> _Provided text_

Segment Open

Chinese Peasants Lose Land and Life to Finance Local Governments
The dark secret of how local governments in China finance themselves exploded violently to the attention of the public once more in China recently, when hundreds of thugs were hired to beat down an uprising against land grabs in the south. It resulted in two deaths, locals said.
Hired gangsters with armed with clubs, metal bars, and machetes were unleashed on a mostly unarmed crowd of peasants in Taiping Town in Shaotong City of southern China’s Yunnan Province on May 11. The protesters were furious that their property was effectively being stolen by Communist Party officials, as they saw it.
The incident highlighted how dependent local governments are on the revenue from selling land to drive economic development. Residents who have dwelled on the land for decades are driven to fury and desperation when their houses are demolished without reasonable compensation or due process.
What took place in Taiping Town happens regularly across China, and the incident there serves as a case study in land expropriation and the extreme tensions that can result. Apart from the two men allegedly beaten to death, at least 20 villagers were badly injured, according to the website Jasmine Places, which focuses on mass incidents in China.
One of the pictures sent to Jasmine Places is an alarming image of a bloodied villager, sitting on a hospital bed, with a machete lodged in his back, having entered mid-back exited near the shoulder.
Bait and Switch
The forcible land acquisitions in Taiping Town began in 2000 when the local government purchased farmland from some villagers at the very low price of 14,000 yuan per acre ($2,244), and promised to compensate each family a 60 square meter plot of residential land in the near future.
Over a decade passed, however, and no residential land has been given to the villagers, for whom land constitutes their only asset.
“Land is life for us farmers. We watched those tall buildings being erected on our land one after another. But we have become landless peasants,” wrote a local villager, anonymously, on the popular Tianya Internet forum.
“Our lives are desperate. … There’s no place for us to redress our grievances,” the villager wrote.
In protest, villagers set up tents on the disputed land.
At around 5 p.m. on May 11, the town Party secretary, Chi Huancai, as well as several top security officials, led over 200 hired thugs to break them up. They then set about beating and attacking the villagers, called for reinforcements, and continued the fight until midnight. Locals estimate that up to 500 thugs were brought in.
Jia Qiyun, a local resident, died during the conflict, while another villager named Zhuang Hai died in a hospital the following day.
Over 1,000 outraged and aggrieved villagers gathered in front of the local government building on May 13, while Jia’s body sat lifeless in a freezer in the middle of the road.

Segment Closed

> _Record set_

Segment Open

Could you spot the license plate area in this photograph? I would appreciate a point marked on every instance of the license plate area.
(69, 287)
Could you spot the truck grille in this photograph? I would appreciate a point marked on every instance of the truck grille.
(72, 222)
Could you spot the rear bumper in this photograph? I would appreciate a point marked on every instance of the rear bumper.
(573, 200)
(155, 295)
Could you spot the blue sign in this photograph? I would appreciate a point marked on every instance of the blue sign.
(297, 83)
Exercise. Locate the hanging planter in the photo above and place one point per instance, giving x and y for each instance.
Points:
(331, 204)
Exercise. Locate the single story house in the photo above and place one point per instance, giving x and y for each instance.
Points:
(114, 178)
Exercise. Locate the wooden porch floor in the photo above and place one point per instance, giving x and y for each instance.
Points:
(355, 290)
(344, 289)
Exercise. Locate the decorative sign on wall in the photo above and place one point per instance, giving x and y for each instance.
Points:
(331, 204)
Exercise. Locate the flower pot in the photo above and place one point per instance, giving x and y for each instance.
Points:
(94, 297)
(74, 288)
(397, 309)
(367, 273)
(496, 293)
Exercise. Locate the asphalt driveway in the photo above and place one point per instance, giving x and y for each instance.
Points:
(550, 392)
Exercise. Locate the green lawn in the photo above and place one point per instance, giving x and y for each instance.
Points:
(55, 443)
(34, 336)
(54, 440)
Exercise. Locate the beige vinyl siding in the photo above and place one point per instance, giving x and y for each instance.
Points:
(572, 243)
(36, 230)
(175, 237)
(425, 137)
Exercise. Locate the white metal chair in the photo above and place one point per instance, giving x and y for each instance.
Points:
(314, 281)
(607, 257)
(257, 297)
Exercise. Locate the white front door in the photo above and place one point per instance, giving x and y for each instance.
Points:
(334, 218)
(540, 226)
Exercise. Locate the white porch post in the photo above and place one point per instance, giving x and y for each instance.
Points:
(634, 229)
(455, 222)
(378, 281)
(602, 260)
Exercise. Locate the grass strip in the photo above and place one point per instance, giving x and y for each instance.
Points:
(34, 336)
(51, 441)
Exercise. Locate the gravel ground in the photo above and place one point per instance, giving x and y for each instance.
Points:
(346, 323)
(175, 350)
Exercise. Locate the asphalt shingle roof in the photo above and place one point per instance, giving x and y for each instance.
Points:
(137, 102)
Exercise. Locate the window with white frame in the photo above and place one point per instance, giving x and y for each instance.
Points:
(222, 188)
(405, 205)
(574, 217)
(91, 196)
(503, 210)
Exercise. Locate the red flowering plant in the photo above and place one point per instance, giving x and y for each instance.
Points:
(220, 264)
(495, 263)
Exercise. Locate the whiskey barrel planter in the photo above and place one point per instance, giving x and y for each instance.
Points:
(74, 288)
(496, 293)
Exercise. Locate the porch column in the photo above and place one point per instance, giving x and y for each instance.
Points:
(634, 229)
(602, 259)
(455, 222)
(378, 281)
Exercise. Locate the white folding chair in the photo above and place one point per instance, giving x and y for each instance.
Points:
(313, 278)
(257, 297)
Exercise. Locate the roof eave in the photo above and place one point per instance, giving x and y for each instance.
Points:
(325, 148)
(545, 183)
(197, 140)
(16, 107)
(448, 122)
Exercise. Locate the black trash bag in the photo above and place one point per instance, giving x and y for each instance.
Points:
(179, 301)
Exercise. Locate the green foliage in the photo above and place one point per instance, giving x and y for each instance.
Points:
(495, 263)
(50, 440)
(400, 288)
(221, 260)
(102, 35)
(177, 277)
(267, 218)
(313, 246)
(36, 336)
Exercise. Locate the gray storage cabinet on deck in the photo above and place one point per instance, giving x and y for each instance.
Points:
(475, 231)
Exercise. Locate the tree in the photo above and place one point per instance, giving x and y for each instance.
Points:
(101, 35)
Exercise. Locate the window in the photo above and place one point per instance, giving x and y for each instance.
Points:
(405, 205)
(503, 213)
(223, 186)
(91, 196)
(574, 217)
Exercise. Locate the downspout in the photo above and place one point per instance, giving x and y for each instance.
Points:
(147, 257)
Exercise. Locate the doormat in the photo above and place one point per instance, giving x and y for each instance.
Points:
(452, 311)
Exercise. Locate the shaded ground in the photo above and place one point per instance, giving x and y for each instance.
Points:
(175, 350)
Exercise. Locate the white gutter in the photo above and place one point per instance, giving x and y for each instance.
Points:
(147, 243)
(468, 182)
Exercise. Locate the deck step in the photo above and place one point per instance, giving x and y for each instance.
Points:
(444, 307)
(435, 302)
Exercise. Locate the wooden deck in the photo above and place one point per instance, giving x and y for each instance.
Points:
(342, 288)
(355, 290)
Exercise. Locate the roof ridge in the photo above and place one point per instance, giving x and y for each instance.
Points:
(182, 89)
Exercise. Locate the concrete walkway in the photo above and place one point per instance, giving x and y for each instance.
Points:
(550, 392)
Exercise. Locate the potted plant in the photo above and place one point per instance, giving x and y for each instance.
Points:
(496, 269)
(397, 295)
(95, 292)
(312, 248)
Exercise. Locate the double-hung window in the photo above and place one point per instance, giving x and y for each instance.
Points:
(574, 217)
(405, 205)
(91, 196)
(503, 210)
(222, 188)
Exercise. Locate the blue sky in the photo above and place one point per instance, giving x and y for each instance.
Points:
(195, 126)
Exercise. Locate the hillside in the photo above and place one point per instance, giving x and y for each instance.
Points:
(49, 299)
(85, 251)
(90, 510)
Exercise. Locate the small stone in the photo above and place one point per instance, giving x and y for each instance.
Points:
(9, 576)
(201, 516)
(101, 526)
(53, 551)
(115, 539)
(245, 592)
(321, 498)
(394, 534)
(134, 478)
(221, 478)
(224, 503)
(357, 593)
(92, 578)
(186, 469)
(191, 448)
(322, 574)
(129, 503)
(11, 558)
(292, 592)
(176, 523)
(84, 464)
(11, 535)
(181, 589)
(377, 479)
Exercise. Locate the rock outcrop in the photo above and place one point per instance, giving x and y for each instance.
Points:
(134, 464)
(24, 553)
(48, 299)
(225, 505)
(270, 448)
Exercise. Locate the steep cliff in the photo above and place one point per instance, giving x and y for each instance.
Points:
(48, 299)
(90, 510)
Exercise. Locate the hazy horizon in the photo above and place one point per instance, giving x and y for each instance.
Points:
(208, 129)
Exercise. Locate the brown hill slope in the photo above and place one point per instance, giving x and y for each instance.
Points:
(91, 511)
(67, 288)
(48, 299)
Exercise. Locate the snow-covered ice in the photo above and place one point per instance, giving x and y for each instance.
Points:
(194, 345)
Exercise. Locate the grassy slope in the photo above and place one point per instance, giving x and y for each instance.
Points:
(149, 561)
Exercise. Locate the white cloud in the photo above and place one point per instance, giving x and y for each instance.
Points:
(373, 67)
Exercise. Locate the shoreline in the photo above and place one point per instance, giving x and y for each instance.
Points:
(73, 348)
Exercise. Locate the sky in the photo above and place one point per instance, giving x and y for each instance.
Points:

Segment Closed

> _Task 1_
Reproduce the passage of the article on land seizures in China that begins at the words "In protest, villagers" and stops after "of the road.", substituting "gangsters" for "thugs" wherever it occurs.
> _Task 2_
According to the article on land seizures in China, what price per acre did the local government pay when it purchased farmland from villagers in Taiping Town in 2000?
> _Task 3_
Carry the article on land seizures in China forward from its final sentence.

> _Answer area 1_
In protest, villagers set up tents on the disputed land.
At around 5 p.m. on May 11, the town Party secretary, Chi Huancai, as well as several top security officials, led over 200 hired gangsters to break them up. They then set about beating and attacking the villagers, called for reinforcements, and continued the fight until midnight. Locals estimate that up to 500 gangsters were brought in.
Jia Qiyun, a local resident, died during the conflict, while another villager named Zhuang Hai died in a hospital the following day.
Over 1,000 outraged and aggrieved villagers gathered in front of the local government building on May 13, while Jia’s body sat lifeless in a freezer in the middle of the road.

> _Answer area 2_
14,000 yuan per acre ($2,244)

> _Answer area 3_
A Dark Pattern
The series of events in Taiping is only one of the more recent and violent clashes. Similar cases are frequently reported throughout China.
In Xia County of Shanxi Province, for example, 60 villagers were beaten by thugs allegedly acting on behalf of the local government. On May 20 after the beating, 10 peasants were hospitalized in critical condition. The rioting villagers managed to burn an official vehicle during the conflict.
Despite the fact that its own officials carry out these abuses, the Chinese Communist Party is concerned about the resultant unrest.
The Chinese Academy of Social Sciences, the Chinese regime’s top research institute, said that tens of thousands to over 100,000 “mass incidents” like this erupt each year in China.
Half of them are reportedly caused by land acquisitions and house demolitions. At least 16 cases of death during land disputes were reported by Chinese media last year: some victims were directly beaten to death by hired thugs, while others were crushed by construction equipment.
Some, driven to the edges of desperation, committed suicide, including by self-immolation, to protest.
The state-ownership of land in China has opened an enormous space for the abuse of power, corruption, and secret deals.
But there is little indication that the problem will be going away. Local governments have relied heavily on land-based financing for roughly the last decade: real estate accounts for up to 40 percent of local government revenue, according to China Securities Daily. With the massive increase in local government debt, authorities around China may simply increase their expropriations.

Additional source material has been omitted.